● **GOAL OF THE EXERCISE**
Recast the lines below as a two-column CSV with the headers text and answer. Give each one a row, with its wording under text and all of its points under answer, and put each field in quotes with line breaks replaced by spaces.

# Start of DATA EXCERPTS

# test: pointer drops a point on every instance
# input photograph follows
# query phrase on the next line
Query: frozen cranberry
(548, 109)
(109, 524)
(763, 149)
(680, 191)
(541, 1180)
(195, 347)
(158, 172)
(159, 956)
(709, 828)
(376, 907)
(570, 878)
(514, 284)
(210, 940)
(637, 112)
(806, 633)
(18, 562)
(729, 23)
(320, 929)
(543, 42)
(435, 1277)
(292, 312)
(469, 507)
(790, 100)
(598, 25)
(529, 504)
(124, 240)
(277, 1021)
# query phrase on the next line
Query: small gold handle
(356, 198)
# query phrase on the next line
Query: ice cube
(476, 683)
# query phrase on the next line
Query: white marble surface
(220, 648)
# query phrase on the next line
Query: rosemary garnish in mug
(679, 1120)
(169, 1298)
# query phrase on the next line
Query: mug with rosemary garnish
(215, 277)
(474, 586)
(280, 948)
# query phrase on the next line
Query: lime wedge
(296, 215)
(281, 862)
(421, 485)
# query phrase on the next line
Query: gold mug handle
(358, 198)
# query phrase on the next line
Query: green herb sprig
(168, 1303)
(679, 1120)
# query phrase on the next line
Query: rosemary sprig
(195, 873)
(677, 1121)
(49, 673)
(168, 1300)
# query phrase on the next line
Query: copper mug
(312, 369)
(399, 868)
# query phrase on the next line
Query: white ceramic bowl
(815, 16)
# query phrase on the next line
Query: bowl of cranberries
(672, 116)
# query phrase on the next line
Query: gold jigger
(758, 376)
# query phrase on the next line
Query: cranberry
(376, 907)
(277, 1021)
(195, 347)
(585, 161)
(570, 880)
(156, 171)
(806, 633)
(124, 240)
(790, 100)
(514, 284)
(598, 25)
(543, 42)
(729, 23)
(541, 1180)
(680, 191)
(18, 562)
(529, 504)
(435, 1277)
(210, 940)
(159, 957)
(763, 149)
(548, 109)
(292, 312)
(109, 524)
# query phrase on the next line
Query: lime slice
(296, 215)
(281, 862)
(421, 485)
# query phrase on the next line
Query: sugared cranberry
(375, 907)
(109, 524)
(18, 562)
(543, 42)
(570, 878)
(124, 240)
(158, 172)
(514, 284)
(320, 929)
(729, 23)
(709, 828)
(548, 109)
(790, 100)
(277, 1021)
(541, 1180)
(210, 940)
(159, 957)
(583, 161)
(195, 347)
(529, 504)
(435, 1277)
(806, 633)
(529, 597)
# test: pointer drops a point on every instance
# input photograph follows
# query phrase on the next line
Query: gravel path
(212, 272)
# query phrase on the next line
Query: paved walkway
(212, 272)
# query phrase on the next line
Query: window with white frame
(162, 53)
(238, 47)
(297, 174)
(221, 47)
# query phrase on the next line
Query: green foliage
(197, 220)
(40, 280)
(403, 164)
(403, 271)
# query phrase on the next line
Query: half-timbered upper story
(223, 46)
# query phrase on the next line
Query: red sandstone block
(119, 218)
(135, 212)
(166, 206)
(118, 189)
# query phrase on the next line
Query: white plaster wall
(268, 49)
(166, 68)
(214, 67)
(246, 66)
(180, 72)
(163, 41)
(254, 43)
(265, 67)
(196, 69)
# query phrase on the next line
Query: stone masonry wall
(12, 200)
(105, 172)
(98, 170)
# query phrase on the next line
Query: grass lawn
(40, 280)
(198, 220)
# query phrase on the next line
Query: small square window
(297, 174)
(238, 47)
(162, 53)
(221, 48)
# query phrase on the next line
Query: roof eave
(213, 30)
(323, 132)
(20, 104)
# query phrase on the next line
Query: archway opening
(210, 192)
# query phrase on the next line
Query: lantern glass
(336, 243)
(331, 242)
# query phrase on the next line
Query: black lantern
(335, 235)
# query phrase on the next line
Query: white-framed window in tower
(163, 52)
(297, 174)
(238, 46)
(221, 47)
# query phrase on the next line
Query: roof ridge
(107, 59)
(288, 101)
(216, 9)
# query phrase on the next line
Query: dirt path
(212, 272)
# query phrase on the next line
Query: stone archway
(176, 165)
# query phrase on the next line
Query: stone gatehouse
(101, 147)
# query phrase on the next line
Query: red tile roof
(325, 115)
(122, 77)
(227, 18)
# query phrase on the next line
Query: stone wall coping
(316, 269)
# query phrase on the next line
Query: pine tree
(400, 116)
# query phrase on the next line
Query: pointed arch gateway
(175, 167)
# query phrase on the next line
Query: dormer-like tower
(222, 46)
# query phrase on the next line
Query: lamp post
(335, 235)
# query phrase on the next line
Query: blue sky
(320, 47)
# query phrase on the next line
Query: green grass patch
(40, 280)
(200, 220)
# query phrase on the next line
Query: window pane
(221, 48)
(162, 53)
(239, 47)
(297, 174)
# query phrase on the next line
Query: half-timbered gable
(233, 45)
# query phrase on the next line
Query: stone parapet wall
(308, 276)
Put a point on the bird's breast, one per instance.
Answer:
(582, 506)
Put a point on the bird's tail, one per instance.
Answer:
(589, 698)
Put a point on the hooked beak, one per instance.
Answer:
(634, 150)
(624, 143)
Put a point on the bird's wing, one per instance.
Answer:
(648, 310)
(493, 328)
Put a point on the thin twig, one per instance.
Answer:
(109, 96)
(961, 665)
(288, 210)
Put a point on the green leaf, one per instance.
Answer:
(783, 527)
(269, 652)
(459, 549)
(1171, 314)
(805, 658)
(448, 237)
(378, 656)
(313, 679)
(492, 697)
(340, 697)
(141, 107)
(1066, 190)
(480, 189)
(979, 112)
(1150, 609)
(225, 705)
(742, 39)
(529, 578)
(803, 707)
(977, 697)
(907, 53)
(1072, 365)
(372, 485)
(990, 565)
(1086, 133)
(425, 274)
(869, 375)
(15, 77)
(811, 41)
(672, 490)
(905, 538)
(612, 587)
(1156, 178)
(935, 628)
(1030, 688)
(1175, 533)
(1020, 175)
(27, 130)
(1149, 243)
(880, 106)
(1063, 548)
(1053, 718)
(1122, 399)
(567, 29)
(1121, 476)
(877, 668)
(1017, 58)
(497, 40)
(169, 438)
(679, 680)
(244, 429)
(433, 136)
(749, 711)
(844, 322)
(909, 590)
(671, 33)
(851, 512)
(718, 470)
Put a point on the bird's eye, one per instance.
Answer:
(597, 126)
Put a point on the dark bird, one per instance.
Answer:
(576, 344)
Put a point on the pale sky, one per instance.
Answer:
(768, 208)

# End of DATA EXCERPTS

● **WRITTEN REPLY**
text,answer
"# test: pointer drops a point on every instance # input photograph follows # query phrase on the next line Query: frozen cranberry","(548, 109) (109, 524) (763, 149) (680, 191) (541, 1180) (195, 347) (158, 172) (159, 956) (709, 828) (376, 907) (570, 878) (514, 284) (210, 940) (637, 112) (806, 633) (18, 562) (729, 23) (320, 929) (543, 42) (435, 1277) (292, 312) (469, 507) (790, 100) (598, 25) (529, 504) (124, 240) (277, 1021)"
"# query phrase on the next line Query: small gold handle","(356, 198)"
"# query phrase on the next line Query: ice cube","(476, 683)"
"# query phrase on the next line Query: white marble surface","(220, 648)"
"# query phrase on the next line Query: rosemary garnish in mug","(679, 1120) (169, 1298)"
"# query phrase on the next line Query: mug with rosemary garnish","(215, 277) (474, 586) (280, 948)"
"# query phrase on the next line Query: lime wedge","(296, 215) (281, 862) (421, 485)"
"# query phrase on the next line Query: gold mug handle","(358, 198)"
"# query phrase on the next line Query: green herb sprig","(168, 1303) (679, 1120)"
"# query phrase on the next line Query: rosemary sprig","(195, 873) (677, 1121) (49, 673) (168, 1300)"
"# query phrase on the next line Query: copper mug","(312, 369) (399, 868)"
"# query phrase on the next line Query: white ceramic bowl","(815, 16)"
"# query phrase on the next line Query: bowl of cranberries","(672, 116)"
"# query phrase on the next line Query: gold jigger","(758, 376)"
"# query phrase on the next line Query: cranberry","(376, 907) (277, 1021) (195, 347) (585, 161) (570, 880) (156, 171) (806, 633) (124, 240) (790, 100) (514, 284) (598, 25) (543, 42) (729, 23) (541, 1180) (680, 191) (18, 562) (529, 504) (435, 1277) (210, 940) (159, 957) (763, 149) (548, 109) (292, 312) (109, 524)"
"# query phrase on the next line Query: lime slice","(296, 215) (281, 862) (421, 485)"
"# query phrase on the next line Query: sugared cranberry","(375, 907) (109, 524) (18, 562) (543, 42) (570, 878) (124, 240) (158, 172) (514, 284) (320, 929) (729, 23) (709, 828) (548, 109) (790, 100) (277, 1021) (541, 1180) (210, 940) (159, 957) (583, 161) (195, 347) (529, 504) (435, 1277) (806, 633) (529, 597)"
"# test: pointer drops a point on every instance # input photograph follows # query phrase on the next line Query: gravel path","(212, 272)"
"# query phrase on the next line Query: paved walkway","(212, 272)"
"# query phrase on the next line Query: window with white frame","(162, 53) (238, 47) (297, 174) (221, 47)"
"# query phrase on the next line Query: green foliage","(197, 220) (40, 280) (403, 164) (403, 271)"
"# query phrase on the next line Query: half-timbered upper story","(223, 46)"
"# query phrase on the next line Query: red sandstone block","(119, 218) (135, 212) (166, 206) (118, 189)"
"# query phrase on the next line Query: white plaster wall","(268, 49) (166, 68) (214, 67) (246, 66) (180, 72) (163, 41) (254, 43) (265, 67) (196, 69)"
"# query phrase on the next line Query: stone masonry wall","(12, 200) (105, 172) (98, 170)"
"# query phrase on the next line Query: grass lawn","(40, 280) (198, 220)"
"# query phrase on the next line Query: small square window","(297, 174) (238, 47) (162, 53) (221, 48)"
"# query phrase on the next line Query: roof eave","(213, 30) (323, 132) (20, 104)"
"# query phrase on the next line Query: archway opening","(210, 192)"
"# query phrase on the next line Query: lantern glass","(336, 243) (331, 242)"
"# query phrase on the next line Query: black lantern","(335, 235)"
"# query phrase on the next line Query: white-framed window in tower","(163, 52) (297, 174) (238, 46) (221, 47)"
"# query phrase on the next line Query: roof ridge","(107, 59) (288, 101) (216, 9)"
"# query phrase on the next line Query: dirt path","(212, 272)"
"# query phrase on the next line Query: stone archway","(176, 165)"
"# query phrase on the next line Query: stone gatehouse","(101, 147)"
"# query phrase on the next line Query: red tile roof","(325, 115) (122, 77) (227, 18)"
"# query phrase on the next line Query: stone wall coping","(316, 269)"
"# query phrase on the next line Query: pine tree","(400, 116)"
"# query phrase on the next line Query: pointed arch gateway","(175, 167)"
"# query phrase on the next line Query: dormer-like tower","(222, 46)"
"# query phrase on the next line Query: lamp post","(335, 235)"
"# query phrase on the next line Query: blue sky","(320, 47)"
"# query phrase on the next line Query: green grass patch","(40, 280) (200, 220)"
"# query phrase on the next line Query: window pane","(221, 48) (162, 53) (239, 47) (297, 174)"
"# query phrase on the next line Query: half-timbered gable","(233, 45)"
"# query phrase on the next line Query: stone parapet wall","(308, 276)"
"Put a point on the bird's breast, one per instance. Answer:","(582, 506)"
"Put a point on the bird's tail, one per instance. Answer:","(589, 698)"
"Put a point on the hooked beak, one per instance. Answer:","(634, 150) (624, 143)"
"Put a point on the bird's wing, one per instance. Answer:","(648, 310) (493, 328)"
"Put a point on the thin twig, one per instance. Answer:","(109, 96) (961, 665) (288, 210)"
"Put a point on the green leaf, one per instance. Answer:","(783, 527) (269, 652) (459, 549) (1171, 314) (805, 658) (448, 237) (378, 656) (313, 679) (492, 697) (340, 697) (141, 107) (1066, 190) (480, 189) (979, 112) (1150, 609) (225, 705) (742, 39) (529, 578) (803, 707) (977, 697) (907, 53) (1072, 365) (372, 485) (990, 565) (1086, 133) (425, 274) (869, 375) (15, 77) (811, 41) (672, 490) (905, 538) (612, 587) (1156, 178) (935, 628) (1030, 688) (1175, 533) (1020, 175) (27, 130) (1149, 243) (880, 106) (1063, 548) (1053, 718) (1122, 399) (567, 29) (1121, 476) (877, 668) (1017, 58) (497, 40) (169, 438) (679, 680) (244, 429) (433, 136) (749, 711) (844, 322) (909, 590) (671, 33) (851, 512) (718, 470)"
"Put a point on the bird's eye, one per instance. Answer:","(597, 126)"
"Put a point on the dark bird, one per instance. Answer:","(576, 344)"
"Put a point on the pale sky, one per instance. Answer:","(768, 208)"